• Questions on the material
**1.** Decide whether each statement below, marked (a), (b), and (c), agrees with the review of Ministry of Fear, answering yes or no and quoting the words of the review that settle it. (a) When the film begins, the main character is being released from a mental hospital. (b) Ray Milland plays the lead with an excitable, frantic manner. (c) The review states that premise, character, and tone are established within the first ten minutes.
**2.** Write the next part of the review of Ministry of Fear below, picking up after its final sentence.
═════ Exercise passage ═════
Home Video Hovel- Ministry of Fear, by Tyler Smith
There’s nothing quite like a quick, efficient thriller; a movie that jumps right into its story and charges full steam ahead. Fritz Lang’s Ministry of Fear is an example of this. It’s the story of a man who gets caught up in a Nazi spy ring. Pretty simple. Premise, character, and tone is all well-established within the first ten minutes. Not even 90 minutes later, it’s over and we’ve been thoroughly entertained.
What is especially impressive is the way Lang manages to move the film along while also taking time to focus on small details that, in some ways, are insignificant to story being told. But, as Lang has shown time and again, these details- be it a specific camera angle or bit of set decoration- somehow become an integral part of the world the characters inhabit.
Take, for instance, the details of our main character. When the film begins, he is watching the clock, anticipating something. We come to find out that he is being released from a mental hospital. Why? Well, that will come later. At the moment, all that matters is that the character has been established as a bit fragile and perhaps still a bit crazy.
This mostly makes for a unique and memorable lead character, played with a very deliberate calm by Ray Milland, but it also comes into play- both directly and indirectly- in the story itself. After all, when a man who accidentally stumbles onto a Nazi spy ring, it seems unlikely. When we discover that this man was recently released from an asylum, everything falls into place, albeit in exactly the wrong way. The outlandishness, the paranoia; the simplest explanation is is the most probable: the man is crazy.
═════ Dataset extract ═════
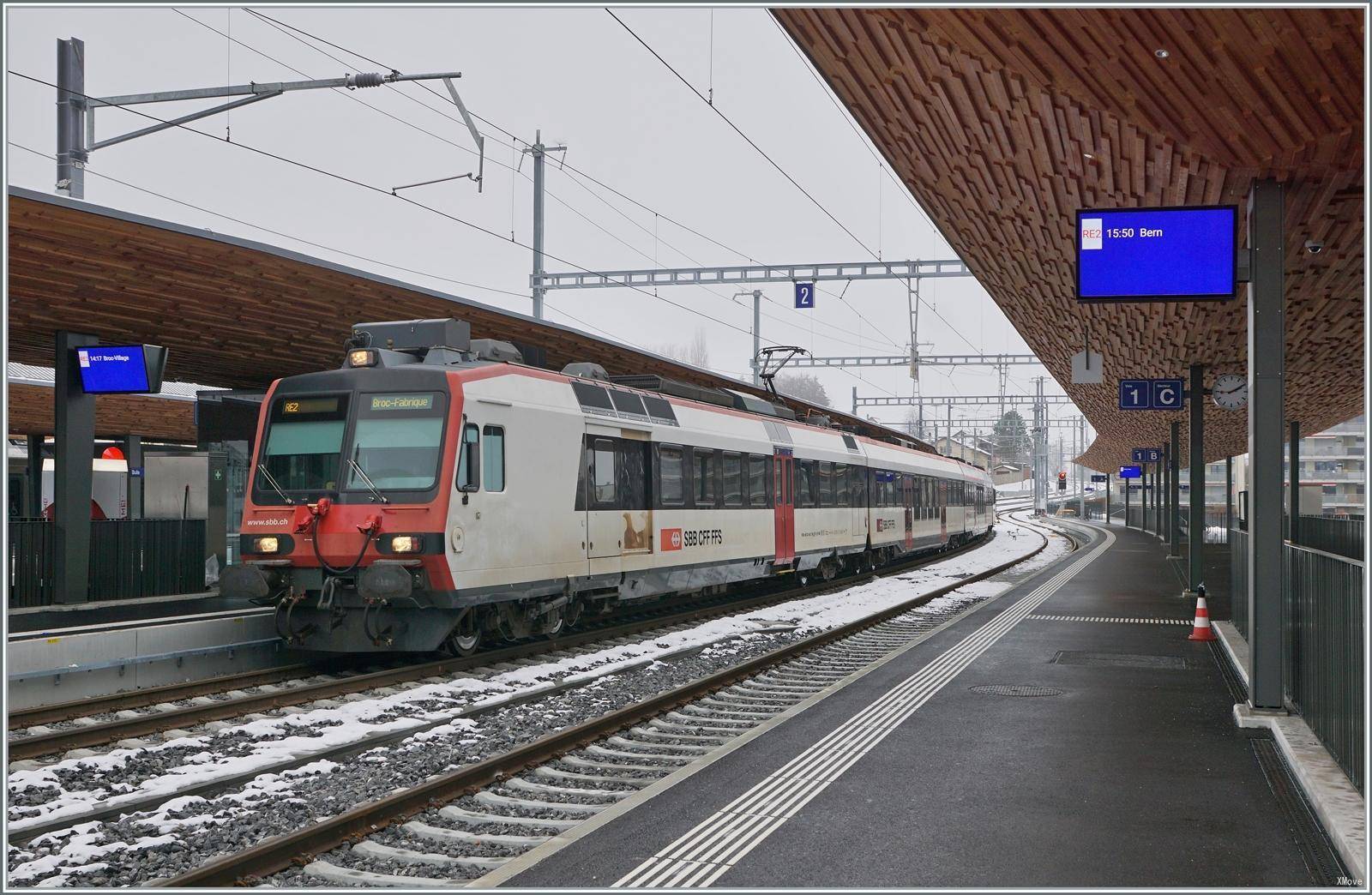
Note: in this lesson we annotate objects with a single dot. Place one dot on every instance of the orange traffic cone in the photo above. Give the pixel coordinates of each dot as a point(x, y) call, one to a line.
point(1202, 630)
═════
═════ Dataset extract ═════
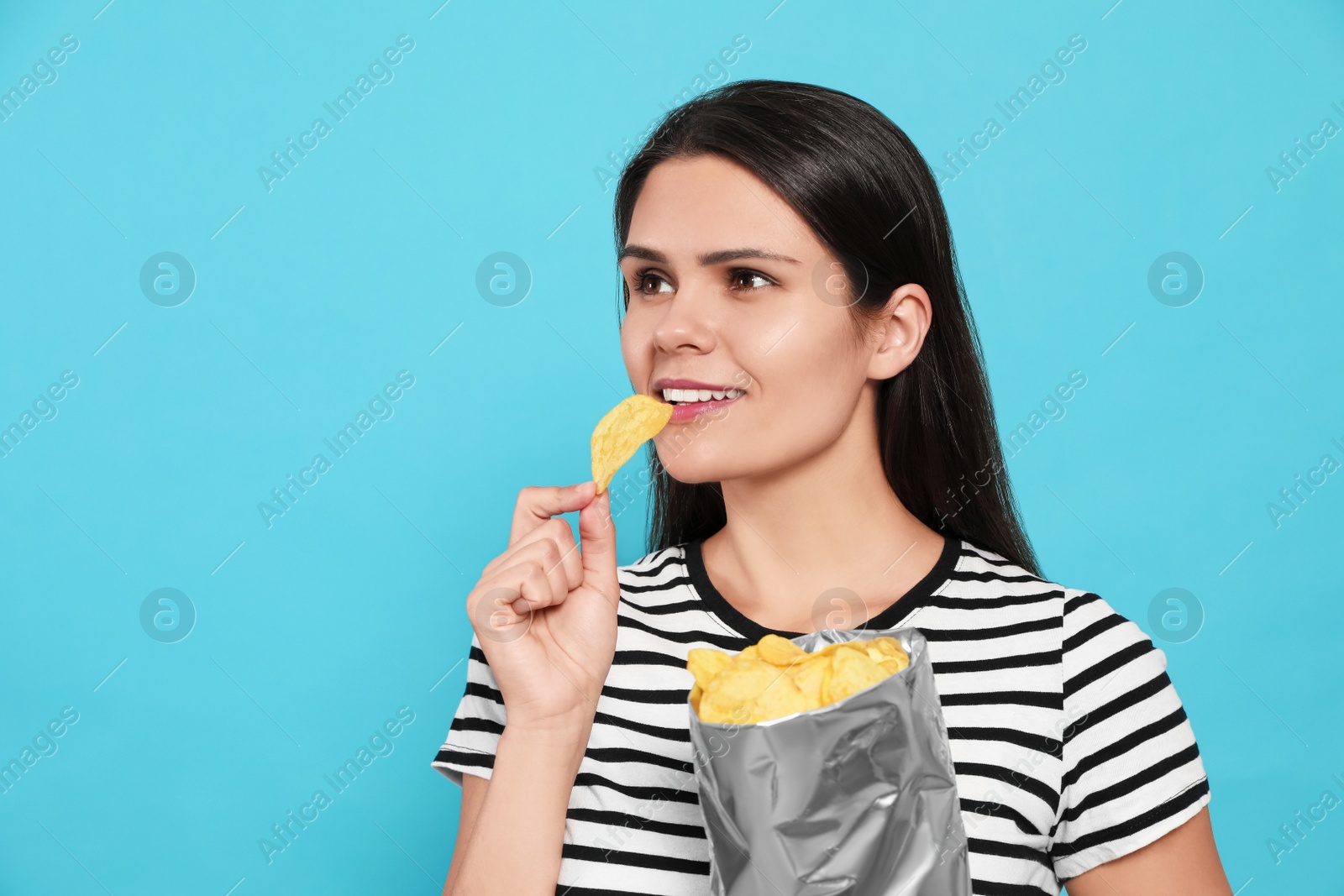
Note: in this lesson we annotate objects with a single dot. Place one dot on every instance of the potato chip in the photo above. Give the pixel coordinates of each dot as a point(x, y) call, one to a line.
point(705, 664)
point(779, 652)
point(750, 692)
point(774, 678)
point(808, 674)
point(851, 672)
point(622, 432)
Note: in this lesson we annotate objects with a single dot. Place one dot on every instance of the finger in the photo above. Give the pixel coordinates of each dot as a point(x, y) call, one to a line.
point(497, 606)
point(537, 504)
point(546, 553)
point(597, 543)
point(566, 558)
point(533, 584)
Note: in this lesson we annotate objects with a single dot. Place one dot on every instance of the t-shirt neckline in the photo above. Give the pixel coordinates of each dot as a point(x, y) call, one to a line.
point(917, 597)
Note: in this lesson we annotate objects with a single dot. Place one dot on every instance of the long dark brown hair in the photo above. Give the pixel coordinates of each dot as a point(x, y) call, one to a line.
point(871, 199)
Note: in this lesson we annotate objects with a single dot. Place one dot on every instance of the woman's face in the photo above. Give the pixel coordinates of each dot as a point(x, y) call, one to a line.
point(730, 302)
═════
═════ Dataset extract ═════
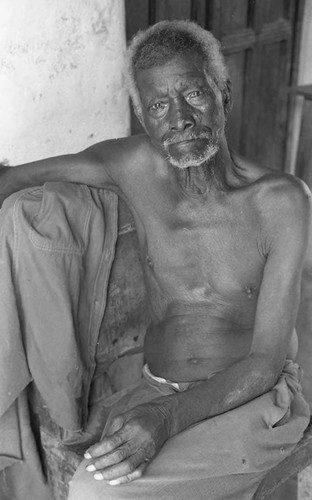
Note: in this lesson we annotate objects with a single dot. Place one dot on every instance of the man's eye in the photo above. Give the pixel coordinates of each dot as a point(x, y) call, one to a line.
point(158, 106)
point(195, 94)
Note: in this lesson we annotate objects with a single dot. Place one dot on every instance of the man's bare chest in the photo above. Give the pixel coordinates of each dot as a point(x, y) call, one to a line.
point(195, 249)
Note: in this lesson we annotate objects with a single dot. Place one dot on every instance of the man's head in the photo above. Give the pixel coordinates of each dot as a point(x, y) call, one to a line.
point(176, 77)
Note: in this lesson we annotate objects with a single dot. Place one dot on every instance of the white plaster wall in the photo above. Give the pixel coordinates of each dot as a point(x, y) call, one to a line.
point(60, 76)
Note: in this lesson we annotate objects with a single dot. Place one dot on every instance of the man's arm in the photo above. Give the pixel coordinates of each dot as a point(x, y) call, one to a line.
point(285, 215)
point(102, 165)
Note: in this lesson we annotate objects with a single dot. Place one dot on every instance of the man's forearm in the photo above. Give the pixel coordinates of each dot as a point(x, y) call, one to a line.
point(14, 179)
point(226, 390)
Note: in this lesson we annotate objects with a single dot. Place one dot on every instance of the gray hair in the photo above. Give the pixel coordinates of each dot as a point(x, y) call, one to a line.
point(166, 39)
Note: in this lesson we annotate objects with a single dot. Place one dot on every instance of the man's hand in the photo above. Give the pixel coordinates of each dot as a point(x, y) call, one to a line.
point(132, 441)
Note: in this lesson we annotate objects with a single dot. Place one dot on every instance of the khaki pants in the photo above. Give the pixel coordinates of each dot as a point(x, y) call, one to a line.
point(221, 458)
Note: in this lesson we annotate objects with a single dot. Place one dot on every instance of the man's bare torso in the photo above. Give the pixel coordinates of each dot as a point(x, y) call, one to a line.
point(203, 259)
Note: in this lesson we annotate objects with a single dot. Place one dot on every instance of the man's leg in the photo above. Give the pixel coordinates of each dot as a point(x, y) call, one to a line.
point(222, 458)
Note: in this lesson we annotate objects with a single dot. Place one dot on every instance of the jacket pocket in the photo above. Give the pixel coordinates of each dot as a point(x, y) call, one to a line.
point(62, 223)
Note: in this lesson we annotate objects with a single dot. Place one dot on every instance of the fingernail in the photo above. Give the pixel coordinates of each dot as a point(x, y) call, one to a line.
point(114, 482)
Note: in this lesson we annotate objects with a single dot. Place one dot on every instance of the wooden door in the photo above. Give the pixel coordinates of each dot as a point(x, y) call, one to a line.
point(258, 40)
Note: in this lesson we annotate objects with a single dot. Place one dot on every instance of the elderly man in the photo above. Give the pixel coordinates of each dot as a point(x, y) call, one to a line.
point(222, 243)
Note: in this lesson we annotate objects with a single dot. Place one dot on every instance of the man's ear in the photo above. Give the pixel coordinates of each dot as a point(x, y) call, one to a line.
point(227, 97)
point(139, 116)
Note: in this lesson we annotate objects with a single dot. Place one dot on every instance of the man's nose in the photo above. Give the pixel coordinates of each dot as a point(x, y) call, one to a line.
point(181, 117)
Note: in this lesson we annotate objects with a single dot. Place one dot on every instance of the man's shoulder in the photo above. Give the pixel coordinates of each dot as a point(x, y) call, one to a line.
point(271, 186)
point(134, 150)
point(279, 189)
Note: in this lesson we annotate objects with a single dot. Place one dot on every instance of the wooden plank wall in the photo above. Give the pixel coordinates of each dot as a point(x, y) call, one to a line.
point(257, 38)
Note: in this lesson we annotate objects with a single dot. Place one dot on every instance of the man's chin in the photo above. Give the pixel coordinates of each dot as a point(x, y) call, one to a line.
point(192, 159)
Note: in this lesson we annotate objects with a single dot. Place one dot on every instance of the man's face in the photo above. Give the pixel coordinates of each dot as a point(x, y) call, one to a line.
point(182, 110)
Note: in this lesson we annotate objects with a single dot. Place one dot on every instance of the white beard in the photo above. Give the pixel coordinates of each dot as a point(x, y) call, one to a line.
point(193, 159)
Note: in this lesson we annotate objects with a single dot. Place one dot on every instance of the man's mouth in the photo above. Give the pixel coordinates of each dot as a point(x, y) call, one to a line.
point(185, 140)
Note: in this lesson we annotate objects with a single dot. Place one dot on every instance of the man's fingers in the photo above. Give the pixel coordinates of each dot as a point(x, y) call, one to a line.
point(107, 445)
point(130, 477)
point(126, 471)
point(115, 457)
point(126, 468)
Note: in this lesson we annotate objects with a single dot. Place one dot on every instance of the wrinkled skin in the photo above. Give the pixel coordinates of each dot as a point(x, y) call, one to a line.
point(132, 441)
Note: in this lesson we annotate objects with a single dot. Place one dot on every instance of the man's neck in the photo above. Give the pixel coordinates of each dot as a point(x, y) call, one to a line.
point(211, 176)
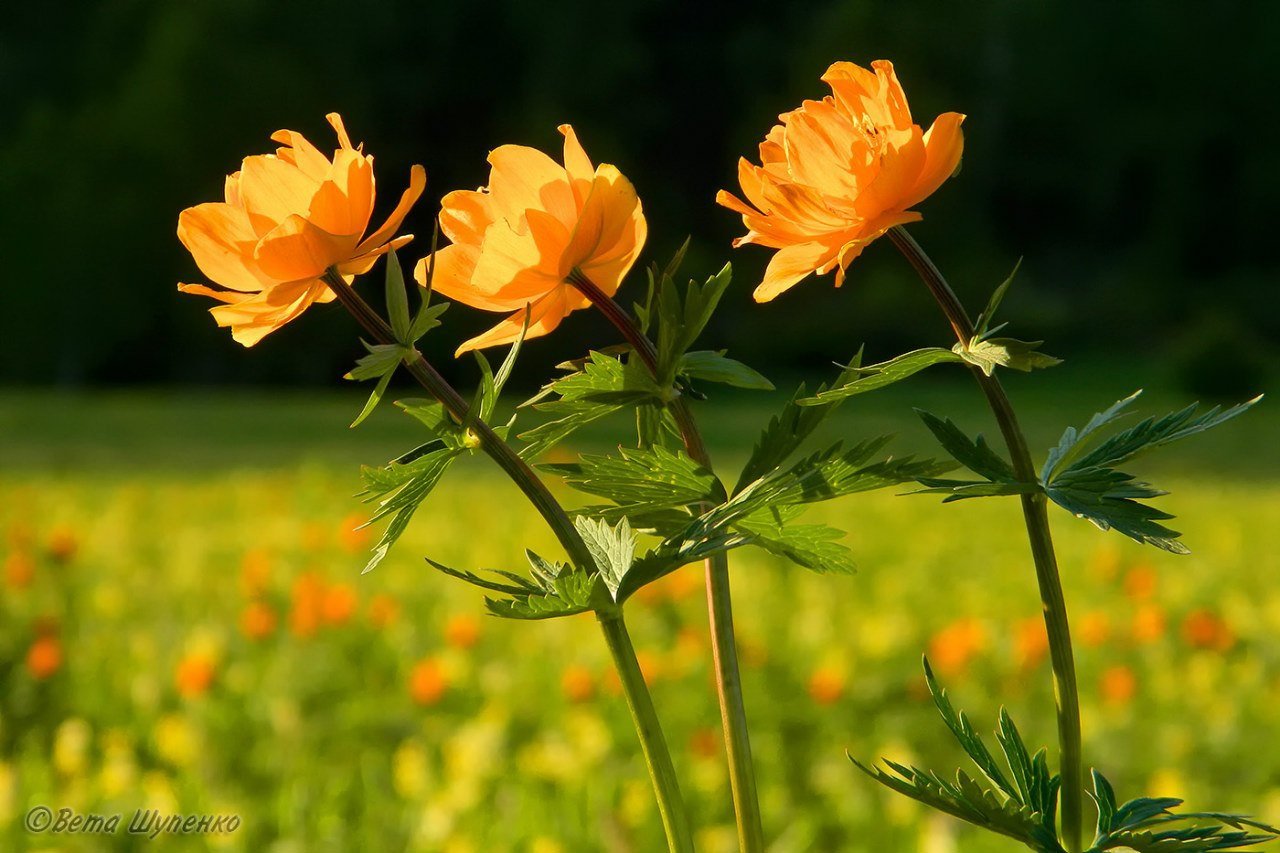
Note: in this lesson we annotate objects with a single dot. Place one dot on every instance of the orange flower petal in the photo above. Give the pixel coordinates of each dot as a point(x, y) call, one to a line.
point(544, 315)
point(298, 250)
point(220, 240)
═════
• Responses to the tasks
**1.**
(a) Yes: "We come to find out that he is being released from a mental hospital."
(b) No: "played with a very deliberate calm by Ray Milland"
(c) Yes: "Premise, character, and tone is all well-established within the first ten minutes."

**2.**
Suddenly, a mere character detail changes the entire nature of the story, not merely for the other characters, but for the audience. How are we to know that we’re not witnessing a lunatic’s paranoid hallucination? The film doesn’t spend a lot of time on this. It is content to merely hint and plant the seed of doubt firmly in our heads and keep moving right along.
Other details include a specific focus on the London air raids, such a regular occurrence that the characters treat it with a fatalistic nonchalance. As our hero ducks through the crowded city streets, attempting to lose the spy tailing him, the sirens go off and everybody is quickly herded into a bunker. The chase is essentially put on hold while bombs are dropped all over London. Though nobody ever addresses it directly- these have become fairly commonplace- it communicates a message that is unmistakably noir. We can scurry about, trying desperately to fight the bad guys, but it really doesn’t matter. For all our plotting and planning, we could be wiped from the face of the planet at any moment. And all the spy rings and evil schemes won’t amount to anything.
These are the things that make Ministry of Fear so much more than a simple thriller. It takes a fairly run-of-the-mill story and layers on contexts that deepen our relationship to the characters and the story. And it does all this while keeping the story going at an effective, satisfying pace. No need to deviate from what’s going on to make a larger point; it’s all right there, if we know where to look.